Clocking in with over 1 billion daily users, Instagram is a visual marketer's perfect match: content reigns supreme, and value is everything. However, it's not so easy for B2B and B2C businesses to include Instagram in their social media strategy.

Me in real life.

Here are some easy-to-implement Dos and Don'ts to get marketers started with Instagram.

What You Should Be Doing on Instagram

Everyone knows the value of Instagram, but no one knows how to use it properly – or how to get marketing ROI with Instagram. What's tough about it is that nothing is directly spelled out.

There's no guidebook to follow; certain types of content will work and others won't, certain hashtags will bring clicks and others won't. Sometimes it can depend solely on your industry or your audience. Instagram isn't a new platform, but it's still trial-and-error for businesses.

To simplify things, here are some of the basics of marketing with Instagram:

1. Maximize Instagram Profile Bio Opportunities

Before you can do this, make sure your company creates an Instagram Business profile. If you made the error of creating a basic profile, don’t worry – Instagram allows you to make the switch with the click of button.

━━━━━━━━━━━━━━━━━━━━━━━━━━━━━━

→ Written instruction A
Could you copy the passage of the Instagram marketing text between "Clocking in with" and "started with Instagram.", inclusive?
→ Written instruction B
Continue the Instagram marketing text, picking up after its final sentence.

→ Material provided
━━━━━━━━━━━━━━━━━━━━━━━━━━━━━━

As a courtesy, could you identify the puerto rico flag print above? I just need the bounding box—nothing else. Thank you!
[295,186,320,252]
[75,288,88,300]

━━━━━━━━━━━━━━━━━━━━━━━━━━━━━━

→ Right answer A
Clocking in with over 1 billion daily users, Instagram is a visual marketer's perfect match: content reigns supreme, and value is everything. However, it's not so easy for B2B and B2C businesses to include Instagram in their social media strategy.

Me in real life.

Here are some easy-to-implement Dos and Don'ts to get marketers started with Instagram.

→ Right answer B
In profile, be sure to include:

  • Your company name
  • Your business industry category
  • A quick bio about your company (with a few relevant hashtags)
  • Call, email, and directions contact buttons

Instagram gives you one opportunity to share a clickable link to your company's website... and that opportunity is in your bio.

Individual photos and videos cannot be linked, but the single, solitary call-out on your business's homepage can be. Will you use it to link to the company homepage or a recent special/service?

It all depends on availability. If you have a great new service and can post every day, then promote that service. If Instagram is a once-a-week deal, then linking to your homepage is a safe bet.

You can always have a link to your homepage as a default, but when promoting a new service or product, add in the post caption that the link is in your bio – bring it to your audience's attention and entice them to click it.

2. Create a Consistent Style Guide

This takes into consideration your colors, font choice, and format. Complicating the buyer's journey is the worst thing you can do, whether that journey includes Instagram buttons or contact forms. The ultimate goal is to make liking and commenting easy for users in your database.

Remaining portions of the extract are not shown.